EXERCISE REQUIREMENTS:
A: Reproduce word for word the passage of the Tom Pate article that opens with the words "The Roughriders knew" and closes with "on Sunday afternoon.".
B: Express as a JSON list of strings the lines of the listing that open with the line containing "Tight-box every instance of woman's hand" and close with the line containing "[326,290,362,350]", both included. Write one string per line and omit blank lines.

SOURCE:
+---+

The Roughriders knew all about Tom Pate.
A few months earlier, he was in their camp, wearing their colours, fully dressed for a practice when he got the tap on his shoulder. They’d just acquired Roger Goree, and had no need for him.
Pate, who won a national championship with the Nebraska Cornhuskers, salvaged his career with a trek to Hamilton. And late in the season, they made that trip to Calgary.
“I remember watching the game, seeing all that unfold,” Mazurak says. “Hoping and praying he was going to make it through. But it was gawdawful. Unnerving.
“A young guy, just coming up. It’s a dark memory.”
A short time later, Reed won the firstever Tom Pate Memorial Award, which to this day is given to a CFL player for outstanding community service.
Thoughts of the young man, and his waning life, temporarily dissipated as the Eskimos and Roughriders took the field on Sunday afternoon.
Reed, one of the greatest running backs the CFL has ever seen, took a shot to the nose on his third carry from scrimmage. He played the game with blood stains on his pants, carried the football 23 times for 101 yards, absorbed a brutal beating that turned into a talking point at game’s end. In the fourth quarter, he ripped off a 17-yard run. Head coach John Payne sent backup Terry Bulych in to give Reed a breather, but the veteran shooed Bulych back to the bench.
“He gets hit so often, it’s a wonder he can walk,” Payne told reporters later.
“You wonder how he can take it, getting hit on all the time. But he knows how he feels more than I do.”
Wrote the Leader-Post’s Bob Hughes: "(Reed) has played with his usual defiance of injury and pain. He is hurt again, and they’re worried about him.

+---+

EXTRACTED INFORMATION:
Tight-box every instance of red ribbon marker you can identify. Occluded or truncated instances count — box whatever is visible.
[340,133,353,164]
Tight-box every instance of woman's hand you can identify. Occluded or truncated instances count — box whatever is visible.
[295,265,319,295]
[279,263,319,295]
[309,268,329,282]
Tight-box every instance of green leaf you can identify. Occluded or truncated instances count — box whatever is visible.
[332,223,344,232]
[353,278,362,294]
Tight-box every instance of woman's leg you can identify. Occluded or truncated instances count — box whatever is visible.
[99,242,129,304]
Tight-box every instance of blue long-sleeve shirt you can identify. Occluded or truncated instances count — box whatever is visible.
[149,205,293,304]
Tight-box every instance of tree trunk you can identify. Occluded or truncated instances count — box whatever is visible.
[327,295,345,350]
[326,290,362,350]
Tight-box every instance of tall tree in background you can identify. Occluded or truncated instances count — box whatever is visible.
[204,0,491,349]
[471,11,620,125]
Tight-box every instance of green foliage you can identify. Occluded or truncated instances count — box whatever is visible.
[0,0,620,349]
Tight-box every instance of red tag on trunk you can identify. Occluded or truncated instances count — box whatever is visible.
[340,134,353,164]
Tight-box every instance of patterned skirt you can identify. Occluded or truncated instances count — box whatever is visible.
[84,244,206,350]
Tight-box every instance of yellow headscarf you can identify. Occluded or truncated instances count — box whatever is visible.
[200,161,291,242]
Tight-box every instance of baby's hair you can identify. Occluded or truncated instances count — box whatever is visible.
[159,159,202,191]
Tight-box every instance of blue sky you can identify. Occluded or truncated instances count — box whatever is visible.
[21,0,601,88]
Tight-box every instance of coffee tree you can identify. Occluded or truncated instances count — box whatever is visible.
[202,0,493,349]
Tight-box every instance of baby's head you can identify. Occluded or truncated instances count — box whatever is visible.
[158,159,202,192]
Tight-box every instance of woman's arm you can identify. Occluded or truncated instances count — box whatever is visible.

+---+

EXERCISE SOLUTIONS:
A:
The Roughriders knew all about Tom Pate.
A few months earlier, he was in their camp, wearing their colours, fully dressed for a practice when he got the tap on his shoulder. They’d just acquired Roger Goree, and had no need for him.
Pate, who won a national championship with the Nebraska Cornhuskers, salvaged his career with a trek to Hamilton. And late in the season, they made that trip to Calgary.
“I remember watching the game, seeing all that unfold,” Mazurak says. “Hoping and praying he was going to make it through. But it was gawdawful. Unnerving.
“A young guy, just coming up. It’s a dark memory.”
A short time later, Reed won the firstever Tom Pate Memorial Award, which to this day is given to a CFL player for outstanding community service.
Thoughts of the young man, and his waning life, temporarily dissipated as the Eskimos and Roughriders took the field on Sunday afternoon.

B:
[
  "Tight-box every instance of woman's hand you can identify. Occluded or truncated instances count — box whatever is visible.",
  "[295,265,319,295]",
  "[279,263,319,295]",
  "[309,268,329,282]",
  "Tight-box every instance of green leaf you can identify. Occluded or truncated instances count — box whatever is visible.",
  "[332,223,344,232]",
  "[353,278,362,294]",
  "Tight-box every instance of woman's leg you can identify. Occluded or truncated instances count — box whatever is visible.",
  "[99,242,129,304]",
  "Tight-box every instance of blue long-sleeve shirt you can identify. Occluded or truncated instances count — box whatever is visible.",
  "[149,205,293,304]",
  "Tight-box every instance of tree trunk you can identify. Occluded or truncated instances count — box whatever is visible.",
  "[327,295,345,350]",
  "[326,290,362,350]"
]